State v. Belanger , 190 Ohio App. 3d 377 ( 2010 )


Menu:
  • [Cite as State v. Belanger, 
    190 Ohio App.3d 377
    , 
    2010-Ohio-5407
    .]
    IN THE COURT OF APPEALS OF OHIO
    THIRD APPELLATE DISTRICT
    ALLEN COUNTY
    THE STATE OF OHIO,                                                  CASE NO. 1-09-65
    APPELLEE,
    v.
    BELANGER,                                                             OPINION
    APPELLANT.
    Appeal from Lima Municipal Court
    Trial Court No. 09 CRB02485
    Judgment Reversed and Cause Remanded
    Date of Decision: November 8, 2010
    APPEARANCES:
    David M. Geiger, for appellee.
    Clayton P. Osting, for appellant.
    WILLAMOWSKI, Presiding Judge.
    Case No. 1-09-65
    {¶ 1} Defendant-appellant, Philip T. Belanger, brings this appeal from the
    judgment of the Lima Municipal Court finding him guilty of domestic violence, in
    violation of R.C. 2919.25(A). For the reasons set forth below, the judgment is
    reversed.
    {¶ 2} On August 5, 2009, a complaint was filed in the trial court alleging
    that Belanger had committed domestic violence against his live-in girlfriend on
    August 4, 2009. Belanger entered a plea of not guilty to the complaint. A jury
    trial was held on October 29, 2009. The jury returned a verdict of guilty. On
    November 23, 2009, Belanger was sentenced to 180 days in jail with 150 days
    suspended, a $250 fine, and two years of community control. Belanger now
    appeals from his conviction and raises the following assignments of error.
    First Assignment of Error
    The trial court erred to the prejudice of [Belanger] by denying
    his motion for a jury instruction on self defense which is an
    affirmative defense to the crime charged. In addition, the failure of
    the trial court to give this proper charge denies [Belanger] federal
    and state due process.
    Second Assignment of Error
    The trial court erred to the prejudice of [Belanger] by denying
    his motion for a continuance.
    Third Assignment of Error
    The trial court erred to the prejudice of [Belanger] by denying
    him the right to present the evidence of witnesses as to his character,
    demeanor, disposition, etc.

■ **Dataset records**
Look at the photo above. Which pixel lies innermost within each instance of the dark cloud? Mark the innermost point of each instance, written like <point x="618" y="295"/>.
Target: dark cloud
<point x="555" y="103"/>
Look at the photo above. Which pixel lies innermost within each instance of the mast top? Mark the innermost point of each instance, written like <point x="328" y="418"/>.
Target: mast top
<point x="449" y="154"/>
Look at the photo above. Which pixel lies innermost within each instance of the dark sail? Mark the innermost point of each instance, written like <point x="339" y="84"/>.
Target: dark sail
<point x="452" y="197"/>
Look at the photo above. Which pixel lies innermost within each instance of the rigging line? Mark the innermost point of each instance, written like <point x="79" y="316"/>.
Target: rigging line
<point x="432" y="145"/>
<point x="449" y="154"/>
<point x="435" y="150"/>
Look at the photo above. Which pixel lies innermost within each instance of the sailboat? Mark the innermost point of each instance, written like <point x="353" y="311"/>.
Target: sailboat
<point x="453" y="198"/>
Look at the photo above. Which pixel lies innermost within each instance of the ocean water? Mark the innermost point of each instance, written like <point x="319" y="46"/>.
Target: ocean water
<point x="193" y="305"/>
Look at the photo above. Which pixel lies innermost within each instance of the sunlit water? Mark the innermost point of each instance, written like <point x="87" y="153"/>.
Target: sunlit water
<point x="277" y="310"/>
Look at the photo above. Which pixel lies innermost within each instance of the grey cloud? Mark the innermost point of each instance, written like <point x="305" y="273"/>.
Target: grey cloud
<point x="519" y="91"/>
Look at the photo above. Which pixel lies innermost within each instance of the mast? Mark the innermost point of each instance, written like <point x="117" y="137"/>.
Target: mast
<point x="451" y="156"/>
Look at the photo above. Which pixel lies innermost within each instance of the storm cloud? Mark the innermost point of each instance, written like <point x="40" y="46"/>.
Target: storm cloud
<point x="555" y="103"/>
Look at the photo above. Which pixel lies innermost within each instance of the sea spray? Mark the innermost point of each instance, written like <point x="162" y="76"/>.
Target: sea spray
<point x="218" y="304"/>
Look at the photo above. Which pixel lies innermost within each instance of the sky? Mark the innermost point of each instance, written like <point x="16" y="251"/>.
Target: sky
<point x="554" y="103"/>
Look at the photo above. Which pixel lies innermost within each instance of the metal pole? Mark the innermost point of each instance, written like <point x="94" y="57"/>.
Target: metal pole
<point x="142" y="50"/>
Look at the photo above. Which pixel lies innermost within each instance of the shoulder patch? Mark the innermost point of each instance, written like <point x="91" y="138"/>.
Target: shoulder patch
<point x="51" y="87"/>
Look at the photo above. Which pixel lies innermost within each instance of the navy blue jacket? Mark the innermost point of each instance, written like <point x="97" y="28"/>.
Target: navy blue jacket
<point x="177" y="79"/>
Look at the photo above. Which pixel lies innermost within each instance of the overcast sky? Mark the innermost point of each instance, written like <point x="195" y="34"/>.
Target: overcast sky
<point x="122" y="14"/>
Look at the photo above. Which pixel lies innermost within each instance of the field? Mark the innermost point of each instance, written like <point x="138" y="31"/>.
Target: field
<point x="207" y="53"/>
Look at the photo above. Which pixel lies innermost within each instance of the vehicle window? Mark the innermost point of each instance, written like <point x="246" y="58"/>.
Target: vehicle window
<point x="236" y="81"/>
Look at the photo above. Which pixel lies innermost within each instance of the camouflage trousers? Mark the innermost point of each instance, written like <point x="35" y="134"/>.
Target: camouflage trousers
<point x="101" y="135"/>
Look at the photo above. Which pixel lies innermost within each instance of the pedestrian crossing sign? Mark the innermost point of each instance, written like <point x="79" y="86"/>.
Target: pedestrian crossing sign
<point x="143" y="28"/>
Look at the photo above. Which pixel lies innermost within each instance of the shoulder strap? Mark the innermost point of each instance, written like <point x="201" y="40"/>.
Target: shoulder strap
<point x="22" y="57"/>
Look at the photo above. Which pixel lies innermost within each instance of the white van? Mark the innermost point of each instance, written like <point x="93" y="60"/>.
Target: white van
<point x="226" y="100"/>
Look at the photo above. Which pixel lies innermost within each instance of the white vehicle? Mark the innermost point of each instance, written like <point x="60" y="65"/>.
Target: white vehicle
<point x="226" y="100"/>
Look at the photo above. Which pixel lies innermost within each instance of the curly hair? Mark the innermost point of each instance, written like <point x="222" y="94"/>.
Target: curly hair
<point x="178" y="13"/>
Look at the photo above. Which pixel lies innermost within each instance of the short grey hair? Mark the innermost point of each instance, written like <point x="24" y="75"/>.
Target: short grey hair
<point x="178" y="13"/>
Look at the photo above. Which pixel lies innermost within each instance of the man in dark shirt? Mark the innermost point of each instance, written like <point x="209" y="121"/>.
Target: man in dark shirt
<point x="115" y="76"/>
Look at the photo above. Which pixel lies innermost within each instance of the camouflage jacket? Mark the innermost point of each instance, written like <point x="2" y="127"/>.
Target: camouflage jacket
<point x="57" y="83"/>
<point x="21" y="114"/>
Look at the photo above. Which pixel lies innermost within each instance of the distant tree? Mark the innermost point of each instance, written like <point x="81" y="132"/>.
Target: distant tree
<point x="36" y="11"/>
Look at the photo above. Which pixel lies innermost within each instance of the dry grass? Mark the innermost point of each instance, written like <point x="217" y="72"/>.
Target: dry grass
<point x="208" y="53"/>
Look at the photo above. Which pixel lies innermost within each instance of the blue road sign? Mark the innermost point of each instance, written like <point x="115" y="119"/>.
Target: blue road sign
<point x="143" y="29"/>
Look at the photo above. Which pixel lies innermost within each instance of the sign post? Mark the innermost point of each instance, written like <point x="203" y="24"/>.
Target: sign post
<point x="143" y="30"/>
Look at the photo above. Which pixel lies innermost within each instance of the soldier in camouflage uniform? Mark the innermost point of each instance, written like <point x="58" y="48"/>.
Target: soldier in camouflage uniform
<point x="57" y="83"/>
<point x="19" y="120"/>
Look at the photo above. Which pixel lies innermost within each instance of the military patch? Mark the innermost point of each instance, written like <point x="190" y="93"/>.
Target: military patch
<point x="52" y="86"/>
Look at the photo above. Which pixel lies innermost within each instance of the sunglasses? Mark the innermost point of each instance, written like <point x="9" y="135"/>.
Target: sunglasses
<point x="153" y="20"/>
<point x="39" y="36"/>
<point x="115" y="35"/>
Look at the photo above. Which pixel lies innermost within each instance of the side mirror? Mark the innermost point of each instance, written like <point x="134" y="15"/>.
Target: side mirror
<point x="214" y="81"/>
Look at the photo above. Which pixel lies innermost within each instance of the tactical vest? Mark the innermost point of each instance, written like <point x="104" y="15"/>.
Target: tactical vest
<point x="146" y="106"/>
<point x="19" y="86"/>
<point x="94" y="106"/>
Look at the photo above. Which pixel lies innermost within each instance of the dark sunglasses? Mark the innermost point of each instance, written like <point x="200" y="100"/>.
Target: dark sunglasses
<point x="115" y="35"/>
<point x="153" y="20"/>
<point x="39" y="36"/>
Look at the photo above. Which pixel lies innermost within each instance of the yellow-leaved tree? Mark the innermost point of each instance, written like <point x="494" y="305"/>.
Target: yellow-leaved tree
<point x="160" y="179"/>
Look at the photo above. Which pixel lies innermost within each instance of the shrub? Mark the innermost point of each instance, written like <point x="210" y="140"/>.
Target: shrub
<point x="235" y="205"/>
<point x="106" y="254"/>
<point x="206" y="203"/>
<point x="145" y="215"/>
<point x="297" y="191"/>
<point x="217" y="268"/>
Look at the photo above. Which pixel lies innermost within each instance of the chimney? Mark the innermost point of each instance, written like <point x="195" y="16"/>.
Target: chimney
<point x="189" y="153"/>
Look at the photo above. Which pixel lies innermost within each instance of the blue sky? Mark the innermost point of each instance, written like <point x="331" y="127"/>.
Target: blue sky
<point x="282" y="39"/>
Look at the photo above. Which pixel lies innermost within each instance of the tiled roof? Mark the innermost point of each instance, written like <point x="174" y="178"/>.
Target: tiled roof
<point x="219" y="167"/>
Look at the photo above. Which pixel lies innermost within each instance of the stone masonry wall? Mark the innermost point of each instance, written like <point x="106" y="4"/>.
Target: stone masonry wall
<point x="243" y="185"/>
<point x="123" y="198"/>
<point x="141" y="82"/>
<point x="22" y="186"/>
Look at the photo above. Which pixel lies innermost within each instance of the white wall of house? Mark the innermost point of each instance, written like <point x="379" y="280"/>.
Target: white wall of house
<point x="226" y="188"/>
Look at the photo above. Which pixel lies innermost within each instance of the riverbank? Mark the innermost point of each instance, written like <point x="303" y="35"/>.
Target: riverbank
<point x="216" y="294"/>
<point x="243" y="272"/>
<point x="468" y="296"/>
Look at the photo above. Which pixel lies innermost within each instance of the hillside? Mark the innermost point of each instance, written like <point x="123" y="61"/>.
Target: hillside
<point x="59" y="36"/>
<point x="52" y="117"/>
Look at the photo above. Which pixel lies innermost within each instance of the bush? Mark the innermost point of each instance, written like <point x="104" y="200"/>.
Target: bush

■ **Challenges**
1 > For each statement below, state yes or no according to whether it agrees with the court opinion, and support each answer with the deciding words of the opinion, quoted exactly. (a) Belanger received a jail term of 180 days, of which 150 days were suspended. (b) The appeal came from a court of common pleas. (c) The jury trial took place on August 5, 2009.
2 > Locate every line of the listing that contains the string “curly” and copy each such line. Case counts.

■ **Solutions in order**
1 >
(a) Yes: "Belanger was sentenced to 180 days in jail with 150 days suspended"
(b) No: "Appeal from Lima Municipal Court"
(c) No: "A jury trial was held on October 29, 2009."

2 >
Look at the photo above. Which pixel lies innermost within each instance of the curly hair? Mark the innermost point of each instance, written like <point x="222" y="94"/>.
Target: curly hair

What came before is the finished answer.